- [BRIEF]
Continue the article on the earnings gap facing women MBAs who have children, starting right after its final sentence.

- [TEXT UNDER STUDY]
Your local pharmacist, is this person a woman? Ever notice that most of the white coats behind the counter are on women? I haven't, but new research says they are and it's so because highly educated ladies know what's best for themselves when they have children--best financially and for their work-life balance. The MBA, the study suggests, is not it.
Women MBAs who take maternity leaves earn significantly less--41 percent, on average--than male MBAs, according to "The Career Cost of Family," a study written by two Harvard economists. The reason is that the long and grueling hours needed to suceed in professions that MBA grads enter into aren't flexible enough to allow people, mostly women, to work and care for their children at the same time, despite their trying. The ones that do return are hit with the "mommy penalty," their incomes a fraction of their male colleagues'. And with children at home, many work shorter and shorter hours, a further hindrance to their long-term careers. The fast lane is not the carpool lane, it seems.
The combination of a career interrupted, lost work experience and lower work hours severely limits a female MBA's earning potential. Using a survey of graduates from Chicago's Booth School from 1990 to 2006, the study found that men and women earned nearly the same salaries intially, but as soon as five years after school, their incomes were just 74 percent of men's. Ten to 16 years out, women made only a little more than half of what men made.

- [ENTRIES PROVIDED]
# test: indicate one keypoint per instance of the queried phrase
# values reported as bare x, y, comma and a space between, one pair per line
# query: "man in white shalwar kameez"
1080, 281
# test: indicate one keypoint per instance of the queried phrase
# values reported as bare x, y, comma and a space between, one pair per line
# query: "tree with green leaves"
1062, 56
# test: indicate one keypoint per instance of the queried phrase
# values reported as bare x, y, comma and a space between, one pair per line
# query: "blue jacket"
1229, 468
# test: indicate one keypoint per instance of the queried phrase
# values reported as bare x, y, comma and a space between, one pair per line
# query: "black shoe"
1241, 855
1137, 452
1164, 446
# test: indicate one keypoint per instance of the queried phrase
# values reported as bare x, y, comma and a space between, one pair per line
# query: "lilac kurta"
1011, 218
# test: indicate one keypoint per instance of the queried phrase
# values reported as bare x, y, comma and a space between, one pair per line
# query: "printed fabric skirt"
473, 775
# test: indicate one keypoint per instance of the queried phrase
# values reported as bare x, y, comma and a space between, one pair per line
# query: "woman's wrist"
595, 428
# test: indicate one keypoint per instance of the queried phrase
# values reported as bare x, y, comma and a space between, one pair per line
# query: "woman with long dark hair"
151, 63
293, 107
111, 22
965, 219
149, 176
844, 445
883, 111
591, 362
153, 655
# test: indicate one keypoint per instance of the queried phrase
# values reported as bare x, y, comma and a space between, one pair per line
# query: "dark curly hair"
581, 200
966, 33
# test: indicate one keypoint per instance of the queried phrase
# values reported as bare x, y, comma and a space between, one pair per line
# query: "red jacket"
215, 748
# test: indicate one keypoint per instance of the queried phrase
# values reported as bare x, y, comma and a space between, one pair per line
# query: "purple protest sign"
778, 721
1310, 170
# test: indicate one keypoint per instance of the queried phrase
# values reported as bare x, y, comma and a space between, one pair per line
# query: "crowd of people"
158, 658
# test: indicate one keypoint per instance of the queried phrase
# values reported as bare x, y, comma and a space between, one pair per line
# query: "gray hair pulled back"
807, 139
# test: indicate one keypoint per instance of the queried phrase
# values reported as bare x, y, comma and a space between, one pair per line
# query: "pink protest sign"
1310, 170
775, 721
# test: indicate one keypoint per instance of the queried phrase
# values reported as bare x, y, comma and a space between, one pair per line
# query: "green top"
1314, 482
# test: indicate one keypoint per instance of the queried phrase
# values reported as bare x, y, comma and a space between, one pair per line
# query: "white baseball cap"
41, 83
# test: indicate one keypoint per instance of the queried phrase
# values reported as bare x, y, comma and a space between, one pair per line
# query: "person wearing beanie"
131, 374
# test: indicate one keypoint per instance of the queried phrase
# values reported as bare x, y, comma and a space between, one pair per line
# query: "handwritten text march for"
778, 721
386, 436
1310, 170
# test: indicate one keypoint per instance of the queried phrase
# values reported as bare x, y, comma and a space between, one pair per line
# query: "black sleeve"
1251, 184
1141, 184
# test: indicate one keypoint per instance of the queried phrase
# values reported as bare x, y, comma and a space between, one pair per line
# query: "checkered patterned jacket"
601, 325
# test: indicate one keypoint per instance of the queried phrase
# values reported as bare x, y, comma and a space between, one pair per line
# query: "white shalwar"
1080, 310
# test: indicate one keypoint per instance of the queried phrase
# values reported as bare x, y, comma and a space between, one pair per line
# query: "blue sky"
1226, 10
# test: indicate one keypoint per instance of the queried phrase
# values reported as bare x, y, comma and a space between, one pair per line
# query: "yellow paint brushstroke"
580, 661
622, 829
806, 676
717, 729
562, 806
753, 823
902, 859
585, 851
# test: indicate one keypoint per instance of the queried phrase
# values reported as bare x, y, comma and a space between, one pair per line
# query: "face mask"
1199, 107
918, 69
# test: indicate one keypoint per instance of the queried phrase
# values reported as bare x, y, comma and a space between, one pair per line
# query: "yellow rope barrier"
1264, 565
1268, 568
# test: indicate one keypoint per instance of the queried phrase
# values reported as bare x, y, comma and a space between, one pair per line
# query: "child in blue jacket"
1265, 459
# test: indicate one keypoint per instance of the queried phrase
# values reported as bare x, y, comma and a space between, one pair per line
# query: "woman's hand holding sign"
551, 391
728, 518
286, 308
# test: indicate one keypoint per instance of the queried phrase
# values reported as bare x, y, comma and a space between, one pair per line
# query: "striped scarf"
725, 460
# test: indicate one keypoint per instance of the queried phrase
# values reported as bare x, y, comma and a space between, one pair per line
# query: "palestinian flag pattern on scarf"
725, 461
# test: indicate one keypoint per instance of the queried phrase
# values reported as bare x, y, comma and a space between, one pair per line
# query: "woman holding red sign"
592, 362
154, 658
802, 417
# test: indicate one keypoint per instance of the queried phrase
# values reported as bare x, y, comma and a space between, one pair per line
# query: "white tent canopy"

- [ANSWER TO THIS EXERCISE]
If one occupation is inflexible to women, it only makes sense that ambitious women would begin to flock to those professions which are flexible. Which is exactly what's been happening. "In general, women appear to be moving in the direction of choosing professions and specialties within professions that are consistent with their greater desire for workplace flexibility," the study reads. What are those occupations? Veterinarian. Pharmacist. Dermatologist. Psychiatrist. These are jobs where there are set hours or it's possible to schedule your own hours; they allow parents to flourish in their careers and their family life.
So my question for female MBAs: Knowing that the cost of family is so high in the business world, how did/does that affect your reasons for applying to b-school?